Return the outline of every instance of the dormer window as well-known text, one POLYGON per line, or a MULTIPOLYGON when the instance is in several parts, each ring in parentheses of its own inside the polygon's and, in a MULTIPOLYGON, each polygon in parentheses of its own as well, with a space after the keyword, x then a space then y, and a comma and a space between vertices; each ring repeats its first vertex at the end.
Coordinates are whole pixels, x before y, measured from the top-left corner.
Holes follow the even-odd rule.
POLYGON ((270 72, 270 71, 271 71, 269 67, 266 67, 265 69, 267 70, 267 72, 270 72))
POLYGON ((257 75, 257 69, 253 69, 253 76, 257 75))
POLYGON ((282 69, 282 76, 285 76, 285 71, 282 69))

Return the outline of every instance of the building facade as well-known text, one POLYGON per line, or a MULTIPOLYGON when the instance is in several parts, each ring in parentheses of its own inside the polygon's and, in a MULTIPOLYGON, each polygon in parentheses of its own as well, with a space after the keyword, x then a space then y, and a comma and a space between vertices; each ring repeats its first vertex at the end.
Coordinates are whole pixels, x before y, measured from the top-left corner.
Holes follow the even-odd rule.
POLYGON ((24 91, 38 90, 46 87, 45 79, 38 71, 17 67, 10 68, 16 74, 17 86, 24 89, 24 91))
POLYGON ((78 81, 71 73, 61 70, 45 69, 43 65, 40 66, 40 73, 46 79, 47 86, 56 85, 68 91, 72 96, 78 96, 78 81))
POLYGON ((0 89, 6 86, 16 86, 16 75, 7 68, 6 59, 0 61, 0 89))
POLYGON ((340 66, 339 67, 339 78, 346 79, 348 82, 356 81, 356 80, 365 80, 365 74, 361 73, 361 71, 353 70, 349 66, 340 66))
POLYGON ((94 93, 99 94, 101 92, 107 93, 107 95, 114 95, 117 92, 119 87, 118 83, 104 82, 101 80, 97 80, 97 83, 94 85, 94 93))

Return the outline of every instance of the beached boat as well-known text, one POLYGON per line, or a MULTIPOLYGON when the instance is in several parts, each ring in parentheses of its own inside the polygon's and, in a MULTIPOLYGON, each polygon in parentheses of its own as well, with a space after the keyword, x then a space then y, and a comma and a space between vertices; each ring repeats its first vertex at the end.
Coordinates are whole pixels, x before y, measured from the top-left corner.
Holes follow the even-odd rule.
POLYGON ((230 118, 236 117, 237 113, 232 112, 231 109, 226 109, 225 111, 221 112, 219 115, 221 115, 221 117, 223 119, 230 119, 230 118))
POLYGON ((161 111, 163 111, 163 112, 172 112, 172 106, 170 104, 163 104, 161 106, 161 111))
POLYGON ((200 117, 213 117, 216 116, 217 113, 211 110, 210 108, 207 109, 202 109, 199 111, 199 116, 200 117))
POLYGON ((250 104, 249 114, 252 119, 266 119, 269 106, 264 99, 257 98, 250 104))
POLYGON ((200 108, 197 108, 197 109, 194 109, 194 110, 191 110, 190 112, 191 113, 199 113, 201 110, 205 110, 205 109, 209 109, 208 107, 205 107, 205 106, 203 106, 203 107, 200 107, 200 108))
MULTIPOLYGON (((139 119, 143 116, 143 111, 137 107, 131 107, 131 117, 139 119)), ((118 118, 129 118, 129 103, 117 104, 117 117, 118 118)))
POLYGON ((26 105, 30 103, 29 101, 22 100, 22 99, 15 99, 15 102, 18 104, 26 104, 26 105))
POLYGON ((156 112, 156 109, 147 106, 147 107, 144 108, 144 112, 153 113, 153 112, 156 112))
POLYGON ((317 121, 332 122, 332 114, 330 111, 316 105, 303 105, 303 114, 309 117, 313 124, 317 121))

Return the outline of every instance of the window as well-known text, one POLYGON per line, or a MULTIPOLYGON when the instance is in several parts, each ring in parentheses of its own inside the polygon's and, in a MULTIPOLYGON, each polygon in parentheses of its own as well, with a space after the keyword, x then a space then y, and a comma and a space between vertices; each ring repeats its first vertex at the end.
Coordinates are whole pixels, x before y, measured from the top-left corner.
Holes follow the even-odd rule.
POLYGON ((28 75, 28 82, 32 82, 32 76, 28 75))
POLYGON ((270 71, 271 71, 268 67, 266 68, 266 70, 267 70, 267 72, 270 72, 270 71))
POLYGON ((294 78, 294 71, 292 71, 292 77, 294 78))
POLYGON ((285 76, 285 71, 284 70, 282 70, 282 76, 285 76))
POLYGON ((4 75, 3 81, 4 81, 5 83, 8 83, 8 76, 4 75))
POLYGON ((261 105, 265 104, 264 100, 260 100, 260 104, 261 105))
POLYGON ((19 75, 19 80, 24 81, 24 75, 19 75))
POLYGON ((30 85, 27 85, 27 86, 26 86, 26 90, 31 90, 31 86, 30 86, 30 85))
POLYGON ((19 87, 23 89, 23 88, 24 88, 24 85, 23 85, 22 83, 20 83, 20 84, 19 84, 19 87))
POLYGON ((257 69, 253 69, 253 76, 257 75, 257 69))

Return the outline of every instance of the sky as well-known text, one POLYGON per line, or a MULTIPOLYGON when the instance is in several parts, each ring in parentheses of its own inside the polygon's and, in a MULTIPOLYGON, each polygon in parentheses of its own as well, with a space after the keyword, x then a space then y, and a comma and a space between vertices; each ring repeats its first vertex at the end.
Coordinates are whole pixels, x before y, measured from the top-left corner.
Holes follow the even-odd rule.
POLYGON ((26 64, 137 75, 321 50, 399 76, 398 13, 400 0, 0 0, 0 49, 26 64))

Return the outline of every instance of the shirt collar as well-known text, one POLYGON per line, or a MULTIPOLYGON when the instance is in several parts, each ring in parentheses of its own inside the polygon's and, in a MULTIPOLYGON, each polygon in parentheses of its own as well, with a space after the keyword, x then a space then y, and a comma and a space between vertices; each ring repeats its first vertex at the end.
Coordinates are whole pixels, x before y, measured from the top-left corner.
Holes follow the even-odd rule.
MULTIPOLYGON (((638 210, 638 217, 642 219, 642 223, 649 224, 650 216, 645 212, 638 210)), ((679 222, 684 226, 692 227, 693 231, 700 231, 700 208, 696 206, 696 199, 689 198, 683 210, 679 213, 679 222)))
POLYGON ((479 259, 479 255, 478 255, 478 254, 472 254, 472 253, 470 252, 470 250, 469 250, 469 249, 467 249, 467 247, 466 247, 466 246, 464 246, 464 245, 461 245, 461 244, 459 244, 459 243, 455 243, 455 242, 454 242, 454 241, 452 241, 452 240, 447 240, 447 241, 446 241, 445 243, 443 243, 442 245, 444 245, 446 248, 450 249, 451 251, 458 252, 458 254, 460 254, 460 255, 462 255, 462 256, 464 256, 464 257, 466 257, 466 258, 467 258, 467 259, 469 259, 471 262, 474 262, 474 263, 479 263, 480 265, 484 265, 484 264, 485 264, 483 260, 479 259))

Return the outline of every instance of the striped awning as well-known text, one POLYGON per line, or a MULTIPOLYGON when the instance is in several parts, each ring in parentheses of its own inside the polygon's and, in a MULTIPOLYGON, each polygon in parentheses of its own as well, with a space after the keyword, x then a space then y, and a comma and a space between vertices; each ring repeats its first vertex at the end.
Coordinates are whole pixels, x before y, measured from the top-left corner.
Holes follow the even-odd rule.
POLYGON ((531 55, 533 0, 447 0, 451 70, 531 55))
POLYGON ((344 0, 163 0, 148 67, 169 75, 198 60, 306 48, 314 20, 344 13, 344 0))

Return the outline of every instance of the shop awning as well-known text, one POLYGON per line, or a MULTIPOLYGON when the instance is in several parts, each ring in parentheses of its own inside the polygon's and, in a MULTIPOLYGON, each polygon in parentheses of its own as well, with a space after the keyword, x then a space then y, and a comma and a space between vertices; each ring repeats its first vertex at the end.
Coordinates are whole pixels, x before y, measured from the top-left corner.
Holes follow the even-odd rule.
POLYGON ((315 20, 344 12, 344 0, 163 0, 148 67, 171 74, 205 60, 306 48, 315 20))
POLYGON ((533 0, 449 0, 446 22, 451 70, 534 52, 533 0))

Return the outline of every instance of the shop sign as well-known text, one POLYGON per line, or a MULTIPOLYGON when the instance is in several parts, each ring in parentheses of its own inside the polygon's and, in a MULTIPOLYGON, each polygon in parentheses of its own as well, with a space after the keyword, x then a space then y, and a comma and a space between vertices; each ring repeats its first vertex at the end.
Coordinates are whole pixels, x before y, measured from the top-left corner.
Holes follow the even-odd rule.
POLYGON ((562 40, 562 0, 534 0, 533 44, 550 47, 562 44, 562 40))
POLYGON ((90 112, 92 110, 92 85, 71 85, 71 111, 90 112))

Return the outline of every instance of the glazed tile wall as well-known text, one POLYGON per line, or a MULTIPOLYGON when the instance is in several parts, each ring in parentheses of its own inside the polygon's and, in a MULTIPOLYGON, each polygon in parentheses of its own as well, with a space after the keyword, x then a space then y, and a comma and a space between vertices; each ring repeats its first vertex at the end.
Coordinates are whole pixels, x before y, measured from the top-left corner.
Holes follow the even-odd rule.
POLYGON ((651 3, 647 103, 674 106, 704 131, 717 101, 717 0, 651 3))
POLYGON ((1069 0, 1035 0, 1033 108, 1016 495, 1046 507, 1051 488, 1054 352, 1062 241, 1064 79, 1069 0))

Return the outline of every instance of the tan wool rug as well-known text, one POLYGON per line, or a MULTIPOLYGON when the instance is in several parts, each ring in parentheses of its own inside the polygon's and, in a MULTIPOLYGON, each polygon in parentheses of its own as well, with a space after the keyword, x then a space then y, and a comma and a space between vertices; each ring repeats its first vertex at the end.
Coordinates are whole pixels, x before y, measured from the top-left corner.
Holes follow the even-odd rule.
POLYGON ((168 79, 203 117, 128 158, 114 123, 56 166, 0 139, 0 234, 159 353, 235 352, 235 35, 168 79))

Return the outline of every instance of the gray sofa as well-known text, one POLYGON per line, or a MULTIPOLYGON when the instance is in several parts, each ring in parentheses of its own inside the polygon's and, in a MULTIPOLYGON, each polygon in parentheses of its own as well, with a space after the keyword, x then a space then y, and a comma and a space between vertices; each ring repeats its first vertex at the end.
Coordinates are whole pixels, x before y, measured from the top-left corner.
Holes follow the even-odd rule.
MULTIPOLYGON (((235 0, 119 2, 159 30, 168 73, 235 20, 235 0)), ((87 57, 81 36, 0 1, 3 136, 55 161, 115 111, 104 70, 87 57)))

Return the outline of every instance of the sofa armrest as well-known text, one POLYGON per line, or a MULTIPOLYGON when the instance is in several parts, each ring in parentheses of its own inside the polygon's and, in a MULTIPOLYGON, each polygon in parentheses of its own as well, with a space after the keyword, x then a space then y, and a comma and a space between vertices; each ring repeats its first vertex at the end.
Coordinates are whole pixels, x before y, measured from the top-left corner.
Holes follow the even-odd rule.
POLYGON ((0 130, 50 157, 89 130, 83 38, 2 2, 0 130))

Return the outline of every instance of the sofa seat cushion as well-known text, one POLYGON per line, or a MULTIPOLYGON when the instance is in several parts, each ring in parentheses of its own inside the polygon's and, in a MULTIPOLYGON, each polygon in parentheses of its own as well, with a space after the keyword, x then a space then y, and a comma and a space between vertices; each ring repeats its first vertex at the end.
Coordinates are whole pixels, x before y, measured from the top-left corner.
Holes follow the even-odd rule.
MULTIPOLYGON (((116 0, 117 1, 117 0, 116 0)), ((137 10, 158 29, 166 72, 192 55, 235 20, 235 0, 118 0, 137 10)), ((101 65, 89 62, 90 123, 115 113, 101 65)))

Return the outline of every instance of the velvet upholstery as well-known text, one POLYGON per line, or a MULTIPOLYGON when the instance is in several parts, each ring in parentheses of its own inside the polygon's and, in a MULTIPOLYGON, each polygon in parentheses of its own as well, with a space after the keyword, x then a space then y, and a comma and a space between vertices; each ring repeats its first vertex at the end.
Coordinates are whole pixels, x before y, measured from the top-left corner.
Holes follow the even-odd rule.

·····

### EXERCISE BRIEF
Filter the entries above and copy only the lines that hold "shop".

### EXERCISE SOLUTION
Return the outline of every instance of the shop awning as well-known text, one POLYGON per line, or a MULTIPOLYGON when the instance is in several parts, each ring in parentheses of its own inside the polygon's and, in a MULTIPOLYGON, each polygon in parentheses of its own as well, with a space after the keyword, x then a space then y, and a comma and a space between vertices; each ring repeats its first vertex at the end.
Return the outline of every instance of the shop sign as well-known text, one POLYGON per line, or a MULTIPOLYGON when the instance is in several parts, each ring in parentheses of its own inside the polygon's and, in a MULTIPOLYGON, each polygon in parentheses of its own as well, with a space after the keyword, x then a space then y, and a comma and a space between vertices; each ring repeats its first vertex at the end.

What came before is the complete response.